§ **Given instruction**
Please arrange the lines below as a Markdown table with two columns, Row and Line text, numbering each row and leaving out blank lines.

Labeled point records
* BEGIN *

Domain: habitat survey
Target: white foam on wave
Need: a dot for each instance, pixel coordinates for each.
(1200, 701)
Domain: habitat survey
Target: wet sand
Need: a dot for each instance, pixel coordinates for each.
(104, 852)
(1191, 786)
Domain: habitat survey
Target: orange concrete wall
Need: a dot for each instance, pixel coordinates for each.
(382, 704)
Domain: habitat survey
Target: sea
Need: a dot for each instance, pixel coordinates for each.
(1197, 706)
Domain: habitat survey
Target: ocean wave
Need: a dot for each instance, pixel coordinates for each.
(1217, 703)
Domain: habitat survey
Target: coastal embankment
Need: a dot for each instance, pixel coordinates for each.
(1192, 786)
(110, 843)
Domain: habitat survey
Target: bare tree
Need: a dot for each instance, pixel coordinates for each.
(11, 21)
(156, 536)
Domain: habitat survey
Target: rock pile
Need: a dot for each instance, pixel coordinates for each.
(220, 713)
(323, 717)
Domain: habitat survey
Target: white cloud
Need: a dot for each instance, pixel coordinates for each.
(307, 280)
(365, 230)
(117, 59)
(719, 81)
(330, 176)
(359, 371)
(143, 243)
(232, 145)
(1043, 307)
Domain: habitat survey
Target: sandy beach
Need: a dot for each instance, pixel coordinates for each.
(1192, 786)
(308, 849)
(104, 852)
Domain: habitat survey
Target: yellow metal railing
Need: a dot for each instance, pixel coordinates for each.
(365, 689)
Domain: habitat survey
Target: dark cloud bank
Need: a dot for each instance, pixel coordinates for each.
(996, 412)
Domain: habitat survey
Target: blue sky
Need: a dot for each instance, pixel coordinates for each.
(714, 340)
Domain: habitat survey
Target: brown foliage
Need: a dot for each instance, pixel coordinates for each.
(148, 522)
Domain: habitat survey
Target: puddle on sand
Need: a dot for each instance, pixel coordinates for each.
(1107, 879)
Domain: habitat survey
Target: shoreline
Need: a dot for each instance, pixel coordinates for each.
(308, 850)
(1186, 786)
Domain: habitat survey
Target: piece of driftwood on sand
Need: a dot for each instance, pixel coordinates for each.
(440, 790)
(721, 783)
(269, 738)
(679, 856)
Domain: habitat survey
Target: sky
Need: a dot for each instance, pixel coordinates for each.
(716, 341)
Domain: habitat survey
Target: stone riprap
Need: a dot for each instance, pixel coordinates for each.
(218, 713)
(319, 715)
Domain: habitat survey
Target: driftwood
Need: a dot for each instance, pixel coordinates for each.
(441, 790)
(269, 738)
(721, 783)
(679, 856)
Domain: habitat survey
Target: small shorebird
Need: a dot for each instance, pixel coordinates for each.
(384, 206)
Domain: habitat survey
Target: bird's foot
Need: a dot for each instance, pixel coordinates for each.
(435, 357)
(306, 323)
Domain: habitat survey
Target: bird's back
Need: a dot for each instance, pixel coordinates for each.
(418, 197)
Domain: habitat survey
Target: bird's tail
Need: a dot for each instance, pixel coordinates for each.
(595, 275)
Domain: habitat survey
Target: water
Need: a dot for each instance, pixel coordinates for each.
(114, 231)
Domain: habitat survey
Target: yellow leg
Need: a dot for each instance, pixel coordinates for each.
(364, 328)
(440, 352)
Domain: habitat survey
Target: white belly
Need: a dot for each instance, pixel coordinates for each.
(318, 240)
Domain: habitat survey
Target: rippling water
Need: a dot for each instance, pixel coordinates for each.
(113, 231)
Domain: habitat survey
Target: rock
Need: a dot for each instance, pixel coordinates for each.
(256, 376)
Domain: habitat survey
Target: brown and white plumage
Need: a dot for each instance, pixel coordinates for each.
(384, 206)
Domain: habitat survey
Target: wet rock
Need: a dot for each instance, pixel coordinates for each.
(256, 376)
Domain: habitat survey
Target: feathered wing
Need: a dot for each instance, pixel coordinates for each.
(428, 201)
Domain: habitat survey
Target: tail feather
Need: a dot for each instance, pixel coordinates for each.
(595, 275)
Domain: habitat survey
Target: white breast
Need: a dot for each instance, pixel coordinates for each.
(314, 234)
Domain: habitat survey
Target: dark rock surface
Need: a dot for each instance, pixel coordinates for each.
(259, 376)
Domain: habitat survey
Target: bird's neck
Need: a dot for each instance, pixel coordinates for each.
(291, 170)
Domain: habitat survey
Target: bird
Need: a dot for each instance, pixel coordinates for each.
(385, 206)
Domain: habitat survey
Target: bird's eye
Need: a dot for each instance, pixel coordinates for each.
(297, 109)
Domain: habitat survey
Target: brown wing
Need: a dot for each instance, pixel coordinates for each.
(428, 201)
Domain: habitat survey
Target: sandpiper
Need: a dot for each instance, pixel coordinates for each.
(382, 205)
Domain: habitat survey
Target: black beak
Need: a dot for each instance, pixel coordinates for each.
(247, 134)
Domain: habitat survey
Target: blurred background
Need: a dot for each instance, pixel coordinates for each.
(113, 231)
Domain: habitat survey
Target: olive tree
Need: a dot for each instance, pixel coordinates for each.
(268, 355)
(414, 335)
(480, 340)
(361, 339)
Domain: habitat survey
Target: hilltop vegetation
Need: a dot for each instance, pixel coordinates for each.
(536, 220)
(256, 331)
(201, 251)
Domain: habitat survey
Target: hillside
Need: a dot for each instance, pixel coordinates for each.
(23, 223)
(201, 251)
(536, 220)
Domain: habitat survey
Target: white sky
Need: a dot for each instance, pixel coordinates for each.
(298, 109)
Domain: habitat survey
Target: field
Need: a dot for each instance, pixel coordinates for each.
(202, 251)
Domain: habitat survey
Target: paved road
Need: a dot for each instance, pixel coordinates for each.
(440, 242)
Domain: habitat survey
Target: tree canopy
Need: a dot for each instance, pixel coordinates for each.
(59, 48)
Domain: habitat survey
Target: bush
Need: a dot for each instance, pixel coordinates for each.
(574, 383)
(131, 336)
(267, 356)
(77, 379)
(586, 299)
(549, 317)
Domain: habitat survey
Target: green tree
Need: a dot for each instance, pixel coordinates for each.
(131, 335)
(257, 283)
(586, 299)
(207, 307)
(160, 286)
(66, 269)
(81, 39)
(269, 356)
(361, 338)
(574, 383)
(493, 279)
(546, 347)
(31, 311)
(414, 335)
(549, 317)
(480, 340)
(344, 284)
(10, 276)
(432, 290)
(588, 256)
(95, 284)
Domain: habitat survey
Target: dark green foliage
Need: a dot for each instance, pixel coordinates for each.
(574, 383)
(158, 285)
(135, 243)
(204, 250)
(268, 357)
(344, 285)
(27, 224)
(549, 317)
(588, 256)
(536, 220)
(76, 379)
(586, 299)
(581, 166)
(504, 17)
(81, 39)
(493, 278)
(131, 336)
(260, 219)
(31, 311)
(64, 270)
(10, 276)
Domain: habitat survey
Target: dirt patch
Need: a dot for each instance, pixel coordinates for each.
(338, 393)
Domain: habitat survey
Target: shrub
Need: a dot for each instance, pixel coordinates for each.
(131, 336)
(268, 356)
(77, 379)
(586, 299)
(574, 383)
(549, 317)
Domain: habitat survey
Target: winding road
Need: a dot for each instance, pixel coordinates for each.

* END *

§ **Answer to this exercise**
| Row | Line text |
|---|---|
| 1 | Domain: habitat survey |
| 2 | Target: white foam on wave |
| 3 | Need: a dot for each instance, pixel coordinates for each. |
| 4 | (1200, 701) |
| 5 | Domain: habitat survey |
| 6 | Target: wet sand |
| 7 | Need: a dot for each instance, pixel coordinates for each. |
| 8 | (104, 852) |
| 9 | (1191, 786) |
| 10 | Domain: habitat survey |
| 11 | Target: orange concrete wall |
| 12 | Need: a dot for each instance, pixel coordinates for each. |
| 13 | (382, 704) |
| 14 | Domain: habitat survey |
| 15 | Target: sea |
| 16 | Need: a dot for each instance, pixel coordinates for each. |
| 17 | (1197, 706) |
| 18 | Domain: habitat survey |
| 19 | Target: ocean wave |
| 20 | Need: a dot for each instance, pixel coordinates for each. |
| 21 | (1217, 703) |
| 22 | Domain: habitat survey |
| 23 | Target: coastal embankment |
| 24 | Need: a dot for each instance, pixel coordinates for each. |
| 25 | (1192, 786) |
| 26 | (110, 843) |
| 27 | Domain: habitat survey |
| 28 | Target: bare tree |
| 29 | Need: a dot for each instance, pixel coordinates for each. |
| 30 | (11, 21) |
| 31 | (156, 536) |
| 32 | Domain: habitat survey |
| 33 | Target: rock pile |
| 34 | Need: a dot for each instance, pixel coordinates for each. |
| 35 | (220, 713) |
| 36 | (323, 717) |
| 37 | Domain: habitat survey |
| 38 | Target: white cloud |
| 39 | Need: a dot for each instance, pixel coordinates for each. |
| 40 | (307, 280) |
| 41 | (365, 230) |
| 42 | (117, 59) |
| 43 | (719, 81) |
| 44 | (330, 176) |
| 45 | (359, 371) |
| 46 | (143, 243) |
| 47 | (232, 145) |
| 48 | (1043, 307) |
| 49 | Domain: habitat survey |
| 50 | Target: sandy beach |
| 51 | Need: a dot for each instance, pixel coordinates for each. |
| 52 | (1192, 786) |
| 53 | (308, 849) |
| 54 | (104, 852) |
| 55 | Domain: habitat survey |
| 56 | Target: yellow metal railing |
| 57 | Need: a dot for each instance, pixel coordinates for each. |
| 58 | (365, 689) |
| 59 | Domain: habitat survey |
| 60 | Target: dark cloud bank |
| 61 | Need: a dot for each instance, pixel coordinates for each. |
| 62 | (996, 412) |
| 63 | Domain: habitat survey |
| 64 | Target: blue sky |
| 65 | Need: a dot for each instance, pixel coordinates for each. |
| 66 | (714, 340) |
| 67 | Domain: habitat survey |
| 68 | Target: brown foliage |
| 69 | Need: a dot for each instance, pixel coordinates for each. |
| 70 | (148, 522) |
| 71 | Domain: habitat survey |
| 72 | Target: puddle on sand |
| 73 | Need: a dot for each instance, pixel coordinates for each. |
| 74 | (1107, 879) |
| 75 | Domain: habitat survey |
| 76 | Target: shoreline |
| 77 | Need: a dot for each instance, pixel coordinates for each. |
| 78 | (308, 850) |
| 79 | (1186, 786) |
| 80 | Domain: habitat survey |
| 81 | Target: piece of driftwood on sand |
| 82 | Need: a dot for each instance, pixel coordinates for each. |
| 83 | (440, 790) |
| 84 | (721, 783) |
| 85 | (269, 738) |
| 86 | (679, 856) |
| 87 | Domain: habitat survey |
| 88 | Target: sky |
| 89 | Need: a dot for each instance, pixel coordinates for each. |
| 90 | (716, 341) |
| 91 | Domain: habitat survey |
| 92 | Target: stone riprap |
| 93 | Need: a dot for each instance, pixel coordinates for each. |
| 94 | (218, 713) |
| 95 | (319, 715) |
| 96 | Domain: habitat survey |
| 97 | Target: driftwood |
| 98 | Need: a dot for each instance, pixel coordinates for each. |
| 99 | (441, 790) |
| 100 | (269, 738) |
| 101 | (721, 783) |
| 102 | (679, 856) |
| 103 | Domain: habitat survey |
| 104 | Target: small shorebird |
| 105 | Need: a dot for each instance, pixel coordinates for each. |
| 106 | (384, 206) |
| 107 | Domain: habitat survey |
| 108 | Target: bird's foot |
| 109 | Need: a dot for each instance, pixel coordinates for each. |
| 110 | (435, 357) |
| 111 | (306, 323) |
| 112 | Domain: habitat survey |
| 113 | Target: bird's back |
| 114 | Need: a dot for each instance, pixel coordinates for each. |
| 115 | (418, 197) |
| 116 | Domain: habitat survey |
| 117 | Target: bird's tail |
| 118 | Need: a dot for each instance, pixel coordinates for each. |
| 119 | (595, 275) |
| 120 | Domain: habitat survey |
| 121 | Target: water |
| 122 | Need: a dot for each instance, pixel coordinates for each. |
| 123 | (114, 231) |
| 124 | Domain: habitat survey |
| 125 | Target: yellow leg |
| 126 | Need: a dot for each instance, pixel coordinates for each. |
| 127 | (364, 328) |
| 128 | (440, 352) |
| 129 | Domain: habitat survey |
| 130 | Target: white belly |
| 131 | Need: a dot for each instance, pixel coordinates for each. |
| 132 | (318, 240) |
| 133 | Domain: habitat survey |
| 134 | Target: rippling water |
| 135 | Need: a dot for each instance, pixel coordinates for each. |
| 136 | (113, 231) |
| 137 | Domain: habitat survey |
| 138 | Target: rock |
| 139 | Need: a dot for each instance, pixel coordinates for each. |
| 140 | (256, 376) |
| 141 | Domain: habitat survey |
| 142 | Target: brown and white plumage |
| 143 | Need: a dot for each instance, pixel coordinates for each. |
| 144 | (384, 206) |
| 145 | Domain: habitat survey |
| 146 | Target: wet rock |
| 147 | Need: a dot for each instance, pixel coordinates for each. |
| 148 | (256, 376) |
| 149 | Domain: habitat survey |
| 150 | Target: feathered wing |
| 151 | Need: a dot for each instance, pixel coordinates for each. |
| 152 | (428, 201) |
| 153 | Domain: habitat survey |
| 154 | Target: tail feather |
| 155 | Need: a dot for each instance, pixel coordinates for each. |
| 156 | (595, 275) |
| 157 | Domain: habitat survey |
| 158 | Target: white breast |
| 159 | Need: a dot for each instance, pixel coordinates for each. |
| 160 | (314, 234) |
| 161 | Domain: habitat survey |
| 162 | Target: dark rock surface |
| 163 | Need: a dot for each instance, pixel coordinates for each. |
| 164 | (259, 376) |
| 165 | Domain: habitat survey |
| 166 | Target: bird's neck |
| 167 | Need: a dot for each instance, pixel coordinates for each. |
| 168 | (291, 170) |
| 169 | Domain: habitat survey |
| 170 | Target: bird |
| 171 | Need: a dot for each instance, pixel coordinates for each. |
| 172 | (385, 206) |
| 173 | Domain: habitat survey |
| 174 | Target: bird's eye |
| 175 | Need: a dot for each instance, pixel coordinates for each. |
| 176 | (297, 109) |
| 177 | Domain: habitat survey |
| 178 | Target: brown wing |
| 179 | Need: a dot for each instance, pixel coordinates for each. |
| 180 | (428, 201) |
| 181 | Domain: habitat survey |
| 182 | Target: sandpiper |
| 183 | Need: a dot for each instance, pixel coordinates for each. |
| 184 | (382, 205) |
| 185 | Domain: habitat survey |
| 186 | Target: black beak |
| 187 | Need: a dot for each instance, pixel coordinates for each. |
| 188 | (247, 134) |
| 189 | Domain: habitat survey |
| 190 | Target: blurred background |
| 191 | Need: a dot for each instance, pixel coordinates for each. |
| 192 | (113, 231) |
| 193 | Domain: habitat survey |
| 194 | Target: olive tree |
| 195 | Need: a dot for each instance, pixel coordinates for each. |
| 196 | (268, 355) |
| 197 | (414, 335) |
| 198 | (480, 340) |
| 199 | (361, 339) |
| 200 | Domain: habitat survey |
| 201 | Target: hilltop vegetation |
| 202 | Need: a dot for each instance, pixel coordinates for each. |
| 203 | (536, 220) |
| 204 | (256, 331) |
| 205 | (201, 251) |
| 206 | Domain: habitat survey |
| 207 | Target: hillside |
| 208 | Need: a dot for each instance, pixel coordinates for each. |
| 209 | (23, 223) |
| 210 | (201, 251) |
| 211 | (536, 220) |
| 212 | Domain: habitat survey |
| 213 | Target: white sky |
| 214 | Need: a dot for each instance, pixel coordinates for each. |
| 215 | (298, 109) |
| 216 | Domain: habitat survey |
| 217 | Target: field |
| 218 | Need: a dot for each instance, pixel coordinates for each. |
| 219 | (202, 251) |
| 220 | Domain: habitat survey |
| 221 | Target: paved road |
| 222 | Need: a dot for each instance, pixel coordinates for each. |
| 223 | (440, 242) |
| 224 | Domain: habitat survey |
| 225 | Target: tree canopy |
| 226 | Need: a dot for each instance, pixel coordinates for each. |
| 227 | (59, 48) |
| 228 | Domain: habitat survey |
| 229 | Target: bush |
| 230 | Need: a dot for each instance, pixel coordinates for each. |
| 231 | (574, 383) |
| 232 | (131, 336) |
| 233 | (267, 356) |
| 234 | (77, 379) |
| 235 | (586, 299) |
| 236 | (549, 317) |
| 237 | Domain: habitat survey |
| 238 | Target: green tree |
| 239 | Need: a dot for each instance, pixel coordinates for each. |
| 240 | (131, 335) |
| 241 | (257, 283) |
| 242 | (586, 299) |
| 243 | (207, 307) |
| 244 | (160, 286) |
| 245 | (66, 269) |
| 246 | (81, 39) |
| 247 | (269, 356) |
| 248 | (361, 338) |
| 249 | (574, 383) |
| 250 | (493, 279) |
| 251 | (546, 347) |
| 252 | (31, 311) |
| 253 | (414, 335) |
| 254 | (549, 317) |
| 255 | (480, 340) |
| 256 | (344, 284) |
| 257 | (10, 276) |
| 258 | (432, 290) |
| 259 | (588, 256) |
| 260 | (95, 284) |
| 261 | Domain: habitat survey |
| 262 | Target: dark green foliage |
| 263 | Need: a dot for each instance, pixel coordinates for each. |
| 264 | (574, 383) |
| 265 | (158, 285) |
| 266 | (135, 243) |
| 267 | (204, 250) |
| 268 | (268, 357) |
| 269 | (344, 285) |
| 270 | (27, 224) |
| 271 | (549, 317) |
| 272 | (588, 256) |
| 273 | (536, 220) |
| 274 | (76, 379) |
| 275 | (586, 299) |
| 276 | (581, 166) |
| 277 | (504, 17) |
| 278 | (81, 39) |
| 279 | (493, 278) |
| 280 | (131, 336) |
| 281 | (260, 219) |
| 282 | (31, 311) |
| 283 | (64, 270) |
| 284 | (10, 276) |
| 285 | Domain: habitat survey |
| 286 | Target: dirt patch |
| 287 | Need: a dot for each instance, pixel coordinates for each. |
| 288 | (338, 393) |
| 289 | Domain: habitat survey |
| 290 | Target: shrub |
| 291 | Need: a dot for each instance, pixel coordinates for each. |
| 292 | (131, 336) |
| 293 | (268, 356) |
| 294 | (77, 379) |
| 295 | (586, 299) |
| 296 | (574, 383) |
| 297 | (549, 317) |
| 298 | Domain: habitat survey |
| 299 | Target: winding road |
| 300 | Need: a dot for each instance, pixel coordinates for each. |